** Required action **
Take from the records below each line that holds "shadow".

** Records for this exercise **
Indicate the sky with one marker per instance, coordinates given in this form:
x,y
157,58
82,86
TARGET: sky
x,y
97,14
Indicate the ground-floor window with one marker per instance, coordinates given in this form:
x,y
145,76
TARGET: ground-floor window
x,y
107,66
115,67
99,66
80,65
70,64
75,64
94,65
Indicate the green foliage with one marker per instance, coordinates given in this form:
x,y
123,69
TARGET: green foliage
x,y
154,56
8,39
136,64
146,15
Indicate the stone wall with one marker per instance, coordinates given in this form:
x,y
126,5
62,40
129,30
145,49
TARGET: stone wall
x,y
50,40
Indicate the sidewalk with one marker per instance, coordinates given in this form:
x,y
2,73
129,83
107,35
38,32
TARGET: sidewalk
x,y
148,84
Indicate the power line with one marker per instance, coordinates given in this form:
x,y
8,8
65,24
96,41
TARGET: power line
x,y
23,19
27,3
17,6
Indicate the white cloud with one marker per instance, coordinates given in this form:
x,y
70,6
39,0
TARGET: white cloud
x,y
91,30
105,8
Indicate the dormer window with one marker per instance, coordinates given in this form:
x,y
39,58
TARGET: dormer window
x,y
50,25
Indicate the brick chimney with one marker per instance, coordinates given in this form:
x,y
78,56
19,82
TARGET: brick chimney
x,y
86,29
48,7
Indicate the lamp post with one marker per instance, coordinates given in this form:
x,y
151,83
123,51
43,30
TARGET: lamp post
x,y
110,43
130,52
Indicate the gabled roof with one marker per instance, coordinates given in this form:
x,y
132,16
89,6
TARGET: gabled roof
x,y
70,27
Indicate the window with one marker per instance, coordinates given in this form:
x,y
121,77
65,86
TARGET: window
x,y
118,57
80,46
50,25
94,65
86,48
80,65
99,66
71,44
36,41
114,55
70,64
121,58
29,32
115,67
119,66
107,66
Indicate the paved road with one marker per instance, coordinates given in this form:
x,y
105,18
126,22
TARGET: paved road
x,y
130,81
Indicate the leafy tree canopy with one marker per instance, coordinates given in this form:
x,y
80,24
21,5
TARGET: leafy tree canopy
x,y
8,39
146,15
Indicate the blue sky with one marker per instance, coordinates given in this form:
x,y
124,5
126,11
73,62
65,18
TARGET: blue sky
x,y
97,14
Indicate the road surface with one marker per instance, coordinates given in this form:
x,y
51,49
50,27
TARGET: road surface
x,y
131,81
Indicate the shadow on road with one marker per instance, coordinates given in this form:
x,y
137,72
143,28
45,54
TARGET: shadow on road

** Exercise result **
Indicate the shadow on road with one marker per instance, coordinates given in this form:
TARGET: shadow on road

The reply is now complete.